Stored data:
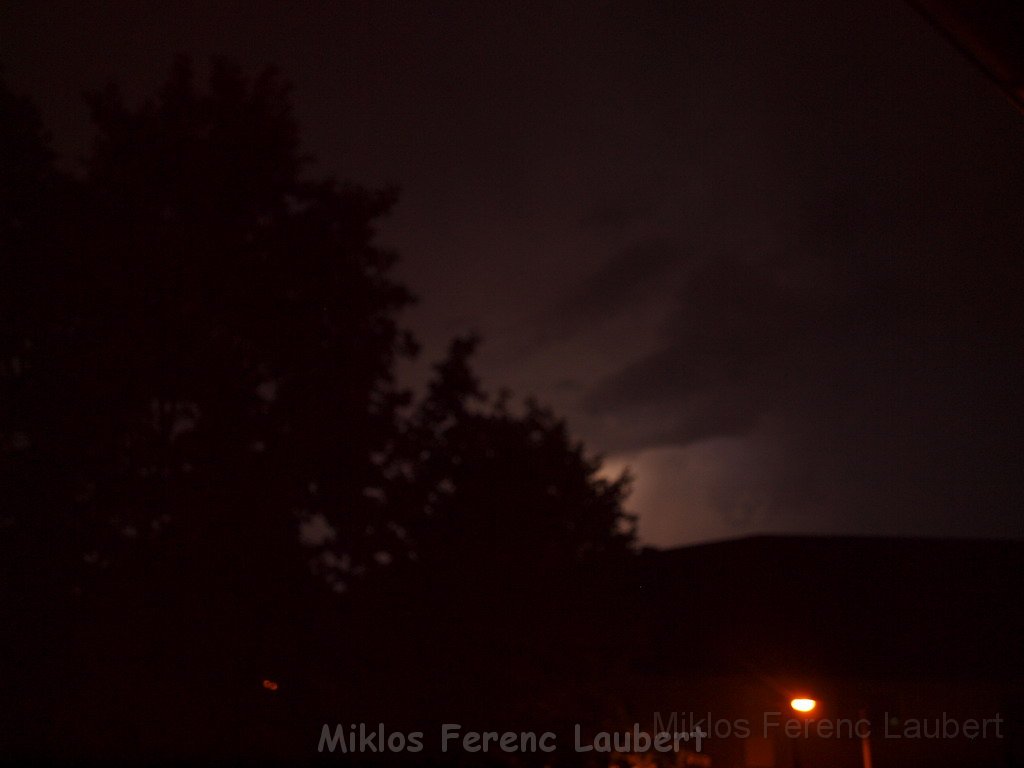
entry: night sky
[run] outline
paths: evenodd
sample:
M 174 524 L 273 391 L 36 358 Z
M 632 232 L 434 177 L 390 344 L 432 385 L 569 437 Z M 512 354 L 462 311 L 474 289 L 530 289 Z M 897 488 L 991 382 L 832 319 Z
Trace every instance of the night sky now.
M 466 330 L 637 475 L 644 542 L 1019 536 L 1024 119 L 908 6 L 7 2 L 83 91 L 276 65 L 320 167 L 403 194 L 410 381 Z

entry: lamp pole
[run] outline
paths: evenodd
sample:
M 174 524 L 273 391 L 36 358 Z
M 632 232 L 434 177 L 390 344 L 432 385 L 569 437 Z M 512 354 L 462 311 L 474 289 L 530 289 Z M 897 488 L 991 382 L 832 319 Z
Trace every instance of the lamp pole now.
M 818 702 L 809 696 L 799 696 L 795 699 L 790 699 L 789 708 L 796 712 L 799 717 L 810 719 L 813 716 L 811 713 L 818 708 Z M 799 742 L 799 737 L 793 740 L 793 768 L 803 768 L 800 763 Z
M 867 729 L 860 735 L 860 762 L 862 768 L 871 768 L 871 721 L 867 718 L 867 710 L 860 710 L 860 719 L 867 721 Z
M 791 699 L 790 708 L 801 717 L 811 717 L 811 713 L 818 708 L 818 702 L 807 696 Z M 858 716 L 861 721 L 868 723 L 868 728 L 860 732 L 860 762 L 861 768 L 872 768 L 871 762 L 871 721 L 867 718 L 867 709 L 861 708 Z M 860 725 L 860 722 L 858 722 Z M 859 731 L 860 729 L 858 729 Z M 801 768 L 800 756 L 797 752 L 796 743 L 793 744 L 793 768 Z

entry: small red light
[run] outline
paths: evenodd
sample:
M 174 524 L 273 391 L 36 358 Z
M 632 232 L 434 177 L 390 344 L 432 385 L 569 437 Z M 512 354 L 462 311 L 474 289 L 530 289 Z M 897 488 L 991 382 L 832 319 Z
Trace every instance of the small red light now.
M 263 687 L 266 688 L 268 691 L 276 691 L 277 683 L 275 683 L 273 680 L 264 680 Z

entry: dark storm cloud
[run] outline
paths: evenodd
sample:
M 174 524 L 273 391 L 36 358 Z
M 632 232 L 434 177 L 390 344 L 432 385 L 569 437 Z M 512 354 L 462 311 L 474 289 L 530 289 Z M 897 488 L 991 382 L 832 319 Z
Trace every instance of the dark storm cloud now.
M 586 408 L 632 423 L 634 450 L 781 425 L 773 503 L 819 522 L 1013 531 L 1024 142 L 1008 138 L 937 166 L 899 142 L 796 166 L 803 209 L 775 253 L 697 264 L 662 348 Z
M 670 238 L 651 237 L 616 250 L 579 284 L 564 289 L 512 354 L 529 357 L 595 325 L 614 322 L 618 315 L 635 312 L 656 286 L 677 280 L 687 264 L 686 250 Z
M 763 268 L 712 261 L 685 281 L 666 331 L 670 344 L 599 382 L 586 405 L 657 409 L 656 441 L 749 431 L 773 399 L 773 380 L 790 365 L 792 348 L 806 346 L 800 337 L 815 324 L 803 320 L 814 314 Z
M 588 226 L 622 228 L 654 213 L 656 204 L 651 200 L 626 200 L 595 206 L 581 219 Z
M 700 94 L 687 267 L 584 411 L 612 450 L 776 445 L 769 527 L 1019 535 L 1024 125 L 906 9 L 801 8 L 709 17 L 743 76 Z
M 581 281 L 556 312 L 564 318 L 590 321 L 635 306 L 662 280 L 683 264 L 683 247 L 667 238 L 634 243 L 614 253 L 594 274 Z
M 794 393 L 835 379 L 849 355 L 899 335 L 910 311 L 903 279 L 877 265 L 861 276 L 850 267 L 725 255 L 697 265 L 676 294 L 667 345 L 598 382 L 586 406 L 656 408 L 657 441 L 750 431 Z

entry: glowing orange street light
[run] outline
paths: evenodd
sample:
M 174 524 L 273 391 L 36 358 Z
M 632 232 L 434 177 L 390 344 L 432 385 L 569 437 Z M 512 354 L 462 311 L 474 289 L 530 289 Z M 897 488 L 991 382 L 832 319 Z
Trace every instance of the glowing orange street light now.
M 277 683 L 275 683 L 273 680 L 264 680 L 263 687 L 266 688 L 268 691 L 276 691 Z
M 793 699 L 789 702 L 789 706 L 793 708 L 794 712 L 800 712 L 801 714 L 806 715 L 807 713 L 814 711 L 814 708 L 818 706 L 818 702 L 814 699 L 799 698 Z
M 801 715 L 809 715 L 815 709 L 818 708 L 818 702 L 814 699 L 800 696 L 795 699 L 791 699 L 789 706 L 793 708 L 794 712 L 799 712 Z M 863 719 L 865 717 L 864 710 L 860 711 L 860 716 Z M 868 737 L 869 732 L 861 734 L 860 737 L 860 758 L 861 765 L 863 768 L 872 768 L 871 766 L 871 742 Z M 795 754 L 795 753 L 794 753 Z

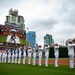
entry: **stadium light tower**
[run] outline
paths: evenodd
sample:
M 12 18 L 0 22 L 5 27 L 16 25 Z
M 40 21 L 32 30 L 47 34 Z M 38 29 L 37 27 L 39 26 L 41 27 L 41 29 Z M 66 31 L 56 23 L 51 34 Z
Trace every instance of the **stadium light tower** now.
M 65 46 L 65 41 L 63 40 L 63 41 L 60 41 L 60 43 L 63 45 L 63 46 Z

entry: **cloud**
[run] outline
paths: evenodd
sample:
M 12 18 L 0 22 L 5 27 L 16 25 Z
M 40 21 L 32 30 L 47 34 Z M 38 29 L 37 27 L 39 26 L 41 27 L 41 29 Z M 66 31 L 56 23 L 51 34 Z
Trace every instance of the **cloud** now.
M 37 24 L 42 25 L 44 27 L 49 27 L 49 26 L 53 26 L 54 24 L 56 24 L 57 22 L 52 20 L 52 19 L 48 19 L 48 20 L 38 20 L 38 22 L 36 21 Z
M 51 34 L 55 42 L 75 37 L 75 0 L 1 0 L 0 23 L 10 8 L 24 16 L 26 28 L 36 31 L 37 42 Z
M 18 1 L 20 1 L 20 0 L 0 0 L 0 6 L 2 7 L 2 8 L 8 8 L 8 7 L 14 7 L 14 6 L 16 6 L 16 3 L 18 2 Z
M 60 20 L 69 25 L 75 24 L 75 0 L 62 0 L 62 7 L 59 10 Z

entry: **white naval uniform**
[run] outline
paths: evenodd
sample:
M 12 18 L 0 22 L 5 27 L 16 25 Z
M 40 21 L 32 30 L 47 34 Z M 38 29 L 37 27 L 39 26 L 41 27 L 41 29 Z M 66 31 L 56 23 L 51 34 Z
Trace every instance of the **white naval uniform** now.
M 54 46 L 55 67 L 58 67 L 59 46 Z
M 8 63 L 10 63 L 10 58 L 11 58 L 11 52 L 8 50 Z
M 32 49 L 28 49 L 28 64 L 31 64 Z
M 33 65 L 36 63 L 36 48 L 33 48 Z
M 26 50 L 23 49 L 23 64 L 25 64 L 25 59 L 26 59 Z
M 68 55 L 70 58 L 70 68 L 74 68 L 74 46 L 75 44 L 68 44 Z
M 5 52 L 2 52 L 2 63 L 5 63 Z
M 14 50 L 12 50 L 12 63 L 14 63 Z
M 39 55 L 39 66 L 41 66 L 42 64 L 41 64 L 41 61 L 42 61 L 42 48 L 39 48 L 38 49 L 38 55 Z
M 21 50 L 20 50 L 20 49 L 19 49 L 18 57 L 19 57 L 19 58 L 18 58 L 18 64 L 20 64 L 20 63 L 21 63 L 21 61 L 20 61 L 20 60 L 21 60 Z
M 45 66 L 48 66 L 49 47 L 45 47 Z
M 17 63 L 18 50 L 15 50 L 15 63 Z
M 7 52 L 5 51 L 5 62 L 7 61 Z
M 15 40 L 15 42 L 14 42 L 13 39 L 11 40 L 11 36 L 12 36 L 12 35 L 8 35 L 8 36 L 7 36 L 6 42 L 18 43 L 18 44 L 20 44 L 20 39 L 19 39 L 18 36 L 15 36 L 15 37 L 13 38 L 13 39 Z
M 2 53 L 0 52 L 0 63 L 1 63 L 1 56 L 2 56 Z

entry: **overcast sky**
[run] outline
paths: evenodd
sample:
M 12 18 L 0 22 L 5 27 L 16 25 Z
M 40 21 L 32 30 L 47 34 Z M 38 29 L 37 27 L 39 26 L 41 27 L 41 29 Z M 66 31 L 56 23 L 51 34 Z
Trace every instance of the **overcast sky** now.
M 24 16 L 26 28 L 36 31 L 38 44 L 46 34 L 55 43 L 75 38 L 75 0 L 0 0 L 0 24 L 4 24 L 9 9 Z

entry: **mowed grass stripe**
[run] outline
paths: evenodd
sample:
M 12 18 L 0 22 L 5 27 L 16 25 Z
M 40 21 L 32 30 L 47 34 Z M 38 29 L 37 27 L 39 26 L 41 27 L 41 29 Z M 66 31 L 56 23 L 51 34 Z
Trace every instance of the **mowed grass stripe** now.
M 59 65 L 55 68 L 54 65 L 45 67 L 33 66 L 28 64 L 2 64 L 0 63 L 0 75 L 75 75 L 75 69 L 70 69 L 69 66 Z

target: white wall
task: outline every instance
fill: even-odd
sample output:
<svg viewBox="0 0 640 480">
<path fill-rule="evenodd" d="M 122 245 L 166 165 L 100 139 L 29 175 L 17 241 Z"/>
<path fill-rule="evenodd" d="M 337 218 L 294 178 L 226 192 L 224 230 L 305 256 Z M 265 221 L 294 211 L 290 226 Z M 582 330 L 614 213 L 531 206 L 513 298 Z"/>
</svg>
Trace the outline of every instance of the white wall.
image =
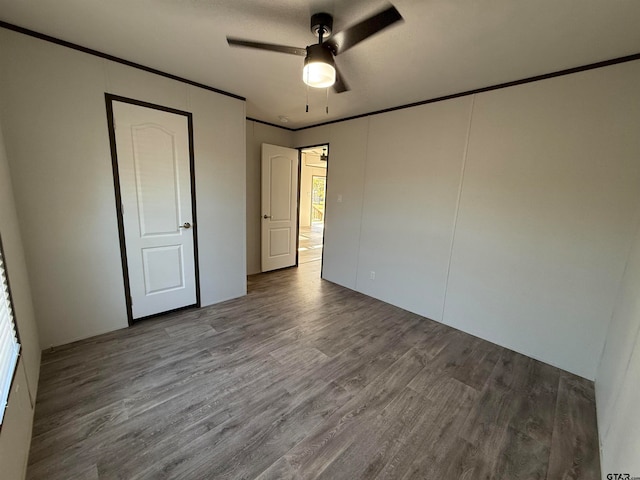
<svg viewBox="0 0 640 480">
<path fill-rule="evenodd" d="M 596 376 L 602 478 L 640 475 L 640 228 Z"/>
<path fill-rule="evenodd" d="M 301 130 L 296 146 L 329 143 L 325 199 L 324 278 L 356 288 L 364 169 L 370 117 Z"/>
<path fill-rule="evenodd" d="M 296 132 L 331 148 L 324 277 L 593 379 L 640 213 L 639 83 L 630 62 Z"/>
<path fill-rule="evenodd" d="M 202 304 L 246 292 L 245 104 L 0 30 L 0 112 L 42 347 L 127 325 L 104 93 L 193 113 Z"/>
<path fill-rule="evenodd" d="M 639 213 L 639 80 L 635 62 L 477 96 L 445 323 L 594 378 Z"/>
<path fill-rule="evenodd" d="M 0 472 L 2 472 L 2 478 L 19 479 L 25 475 L 31 444 L 33 407 L 40 374 L 40 345 L 2 125 L 0 125 L 0 236 L 2 236 L 13 310 L 21 343 L 17 372 L 0 430 Z"/>
<path fill-rule="evenodd" d="M 472 100 L 377 115 L 369 126 L 356 288 L 439 321 Z"/>
<path fill-rule="evenodd" d="M 247 275 L 261 271 L 260 152 L 263 143 L 292 147 L 293 132 L 247 120 Z"/>
</svg>

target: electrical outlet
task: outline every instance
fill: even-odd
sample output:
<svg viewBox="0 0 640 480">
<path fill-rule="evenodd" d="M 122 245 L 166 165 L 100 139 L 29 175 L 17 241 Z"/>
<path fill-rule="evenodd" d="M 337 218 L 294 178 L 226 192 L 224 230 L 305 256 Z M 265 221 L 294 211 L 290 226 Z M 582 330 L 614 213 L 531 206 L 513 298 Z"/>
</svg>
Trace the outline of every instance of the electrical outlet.
<svg viewBox="0 0 640 480">
<path fill-rule="evenodd" d="M 373 270 L 371 270 L 369 272 L 369 280 L 375 280 L 376 279 L 376 272 L 374 272 Z"/>
</svg>

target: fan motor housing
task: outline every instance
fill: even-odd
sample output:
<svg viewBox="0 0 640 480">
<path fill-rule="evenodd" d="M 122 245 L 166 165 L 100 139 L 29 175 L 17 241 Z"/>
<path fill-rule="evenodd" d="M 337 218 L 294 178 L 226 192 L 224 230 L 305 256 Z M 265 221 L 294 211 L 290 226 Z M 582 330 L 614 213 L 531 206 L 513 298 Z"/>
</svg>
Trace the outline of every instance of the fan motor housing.
<svg viewBox="0 0 640 480">
<path fill-rule="evenodd" d="M 328 13 L 314 13 L 311 15 L 311 33 L 316 37 L 320 37 L 320 29 L 322 29 L 323 39 L 329 38 L 333 30 L 333 17 Z"/>
<path fill-rule="evenodd" d="M 304 58 L 304 64 L 311 62 L 327 63 L 331 66 L 335 65 L 333 53 L 326 45 L 316 44 L 307 47 L 307 56 Z"/>
</svg>

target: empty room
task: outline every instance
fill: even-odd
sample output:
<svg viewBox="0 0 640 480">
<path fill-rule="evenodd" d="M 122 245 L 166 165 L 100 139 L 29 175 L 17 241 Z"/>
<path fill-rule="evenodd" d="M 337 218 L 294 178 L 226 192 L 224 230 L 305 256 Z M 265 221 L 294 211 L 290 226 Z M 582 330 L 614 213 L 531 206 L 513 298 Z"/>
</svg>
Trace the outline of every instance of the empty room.
<svg viewBox="0 0 640 480">
<path fill-rule="evenodd" d="M 640 478 L 640 2 L 0 0 L 0 477 Z"/>
</svg>

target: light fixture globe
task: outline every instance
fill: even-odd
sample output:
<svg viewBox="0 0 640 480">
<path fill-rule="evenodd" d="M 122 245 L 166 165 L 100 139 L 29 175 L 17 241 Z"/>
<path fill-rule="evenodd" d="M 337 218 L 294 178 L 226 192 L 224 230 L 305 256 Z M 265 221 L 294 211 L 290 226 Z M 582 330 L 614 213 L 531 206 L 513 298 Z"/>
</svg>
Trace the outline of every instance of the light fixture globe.
<svg viewBox="0 0 640 480">
<path fill-rule="evenodd" d="M 336 83 L 336 67 L 329 47 L 322 44 L 307 47 L 302 80 L 314 88 L 327 88 Z"/>
</svg>

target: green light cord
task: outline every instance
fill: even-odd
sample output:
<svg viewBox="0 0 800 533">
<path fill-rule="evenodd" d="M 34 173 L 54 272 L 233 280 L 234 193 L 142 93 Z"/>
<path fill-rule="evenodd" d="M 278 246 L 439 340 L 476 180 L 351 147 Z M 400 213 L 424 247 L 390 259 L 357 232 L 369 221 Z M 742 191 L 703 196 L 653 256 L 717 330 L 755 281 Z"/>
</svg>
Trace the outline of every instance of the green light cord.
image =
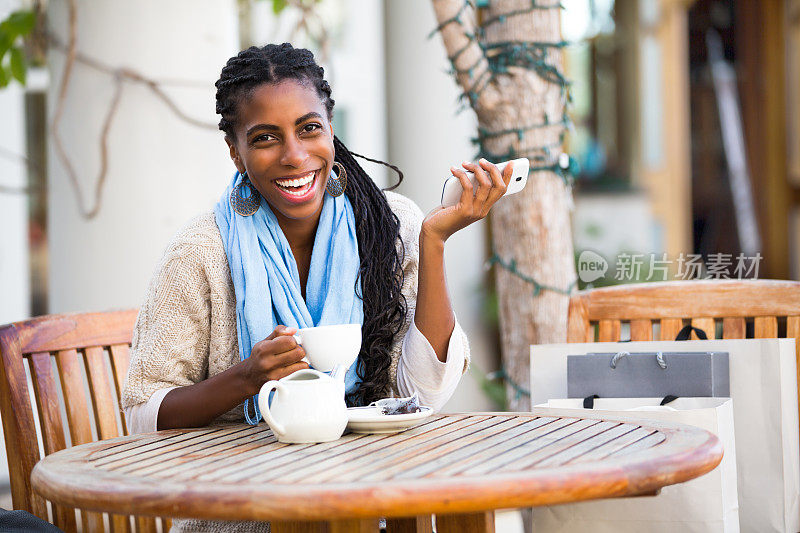
<svg viewBox="0 0 800 533">
<path fill-rule="evenodd" d="M 473 63 L 473 65 L 471 67 L 461 68 L 461 69 L 460 68 L 456 68 L 455 62 L 451 62 L 452 68 L 450 69 L 450 73 L 451 74 L 467 74 L 471 78 L 472 77 L 472 71 L 475 70 L 475 67 L 477 67 L 478 65 L 481 64 L 481 61 L 483 61 L 483 56 L 479 57 L 478 60 L 475 63 Z"/>
<path fill-rule="evenodd" d="M 508 375 L 508 372 L 506 372 L 505 367 L 503 367 L 500 370 L 497 370 L 495 372 L 490 372 L 490 373 L 486 374 L 486 379 L 488 379 L 489 381 L 494 381 L 496 379 L 502 379 L 503 381 L 505 381 L 506 384 L 508 384 L 508 386 L 511 387 L 514 390 L 514 394 L 515 394 L 514 395 L 514 401 L 519 400 L 523 396 L 530 397 L 530 395 L 531 395 L 531 391 L 529 391 L 528 389 L 520 386 L 519 383 L 517 383 L 516 381 L 511 379 L 511 376 Z"/>
<path fill-rule="evenodd" d="M 560 126 L 564 128 L 568 128 L 571 124 L 569 117 L 561 118 L 556 122 L 550 122 L 547 116 L 545 116 L 545 121 L 539 124 L 531 124 L 530 126 L 522 126 L 520 128 L 508 128 L 505 130 L 496 130 L 490 131 L 482 126 L 478 126 L 478 136 L 472 139 L 474 144 L 481 144 L 484 139 L 491 139 L 494 137 L 502 137 L 503 135 L 511 135 L 512 133 L 516 135 L 517 140 L 521 141 L 525 134 L 529 131 L 539 130 L 544 128 L 552 128 L 553 126 Z"/>
<path fill-rule="evenodd" d="M 428 34 L 428 39 L 430 39 L 431 37 L 433 37 L 434 35 L 436 35 L 440 31 L 442 31 L 445 28 L 445 26 L 449 26 L 450 24 L 453 24 L 454 22 L 458 23 L 458 24 L 461 24 L 461 15 L 463 15 L 464 14 L 464 10 L 467 9 L 467 7 L 470 7 L 470 6 L 471 6 L 470 2 L 468 2 L 468 1 L 464 2 L 464 5 L 459 8 L 459 10 L 456 12 L 455 15 L 453 15 L 449 19 L 443 20 L 438 26 L 436 26 L 436 28 L 433 29 L 433 31 L 431 31 Z"/>
<path fill-rule="evenodd" d="M 470 39 L 467 42 L 467 44 L 465 44 L 463 47 L 461 47 L 455 54 L 453 54 L 452 56 L 447 58 L 447 60 L 450 61 L 450 64 L 453 65 L 453 69 L 456 68 L 455 67 L 455 63 L 456 63 L 456 61 L 458 61 L 458 58 L 461 57 L 461 54 L 463 54 L 465 51 L 467 51 L 470 46 L 472 46 L 473 42 L 474 41 L 472 39 Z"/>
<path fill-rule="evenodd" d="M 524 274 L 523 272 L 519 271 L 519 269 L 517 268 L 517 260 L 516 259 L 511 259 L 510 261 L 505 261 L 505 260 L 503 260 L 502 257 L 500 257 L 500 255 L 497 252 L 494 252 L 492 254 L 492 257 L 490 257 L 489 260 L 486 262 L 486 266 L 487 267 L 492 267 L 493 265 L 500 265 L 501 267 L 503 267 L 503 269 L 505 269 L 506 271 L 510 272 L 514 276 L 516 276 L 519 279 L 521 279 L 522 281 L 532 285 L 533 286 L 533 295 L 534 296 L 539 296 L 539 294 L 541 294 L 542 291 L 550 291 L 550 292 L 555 292 L 557 294 L 563 294 L 565 296 L 570 296 L 572 294 L 573 290 L 575 289 L 575 287 L 578 285 L 578 280 L 577 279 L 573 280 L 573 282 L 570 283 L 569 286 L 566 289 L 561 289 L 559 287 L 553 287 L 552 285 L 545 285 L 544 283 L 539 283 L 538 281 L 536 281 L 532 277 L 530 277 L 527 274 Z"/>
<path fill-rule="evenodd" d="M 449 24 L 459 24 L 463 28 L 465 11 L 470 6 L 474 8 L 475 3 L 471 0 L 465 1 L 458 11 L 452 17 L 442 21 L 434 29 L 431 35 L 441 32 L 441 30 Z M 537 10 L 562 8 L 563 6 L 560 3 L 553 3 L 552 0 L 548 0 L 548 3 L 544 3 L 541 0 L 531 0 L 530 6 L 526 9 L 516 9 L 506 13 L 494 15 L 488 18 L 482 26 L 477 27 L 477 35 L 472 34 L 465 29 L 464 35 L 467 37 L 468 42 L 459 50 L 457 50 L 452 56 L 448 57 L 448 60 L 451 65 L 451 74 L 455 76 L 467 75 L 469 78 L 473 77 L 475 70 L 480 66 L 484 57 L 488 61 L 489 68 L 487 71 L 485 73 L 481 73 L 477 79 L 472 81 L 472 85 L 463 91 L 459 96 L 459 112 L 465 110 L 468 106 L 475 107 L 486 88 L 491 87 L 495 82 L 495 76 L 498 74 L 507 74 L 510 68 L 523 68 L 532 70 L 543 80 L 559 86 L 561 95 L 565 101 L 565 111 L 559 119 L 551 120 L 549 117 L 546 117 L 545 122 L 542 124 L 531 124 L 518 128 L 510 128 L 498 131 L 480 127 L 478 129 L 478 136 L 477 138 L 473 139 L 473 142 L 479 148 L 479 155 L 486 157 L 490 161 L 516 159 L 519 157 L 524 157 L 526 154 L 521 153 L 519 150 L 514 150 L 513 147 L 509 148 L 507 154 L 490 154 L 486 149 L 485 141 L 488 139 L 501 137 L 503 135 L 514 134 L 516 136 L 516 140 L 521 142 L 524 139 L 525 134 L 530 131 L 541 128 L 560 127 L 562 128 L 562 132 L 559 134 L 558 145 L 553 144 L 550 146 L 535 147 L 526 151 L 532 152 L 532 154 L 529 154 L 532 156 L 532 163 L 542 163 L 539 165 L 534 165 L 531 168 L 531 172 L 553 171 L 561 176 L 565 183 L 570 184 L 572 183 L 571 175 L 577 168 L 577 166 L 574 164 L 574 160 L 570 158 L 570 164 L 567 166 L 567 168 L 562 168 L 562 166 L 558 165 L 557 162 L 553 162 L 551 157 L 552 152 L 556 149 L 559 149 L 563 144 L 564 132 L 570 126 L 570 119 L 566 113 L 566 107 L 572 101 L 570 81 L 563 75 L 557 66 L 548 62 L 550 50 L 563 49 L 564 47 L 568 46 L 569 43 L 563 40 L 558 42 L 513 40 L 494 42 L 490 44 L 484 42 L 487 26 L 496 22 L 500 22 L 501 18 L 502 20 L 505 20 L 506 17 L 531 13 Z M 481 51 L 483 52 L 481 57 L 469 67 L 457 67 L 456 62 L 458 59 L 473 44 L 477 44 L 480 47 Z"/>
</svg>

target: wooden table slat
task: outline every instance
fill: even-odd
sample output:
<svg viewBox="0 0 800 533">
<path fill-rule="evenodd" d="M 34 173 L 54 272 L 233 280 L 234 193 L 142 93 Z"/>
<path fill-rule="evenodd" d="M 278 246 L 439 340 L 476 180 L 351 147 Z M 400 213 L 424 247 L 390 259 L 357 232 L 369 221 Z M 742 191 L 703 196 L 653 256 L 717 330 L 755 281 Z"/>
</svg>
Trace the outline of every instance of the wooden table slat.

- Prompt
Whenever the string "entry" shows up in a line of the entries, copy that line.

- Solution
entry: night sky
entry: lamp pole
entry: small red light
entry: dark storm cloud
entry: glowing orange street light
entry: **stadium light tower**
entry: **cloud**
entry: **white naval uniform**
entry: **overcast sky**
entry: **mowed grass stripe**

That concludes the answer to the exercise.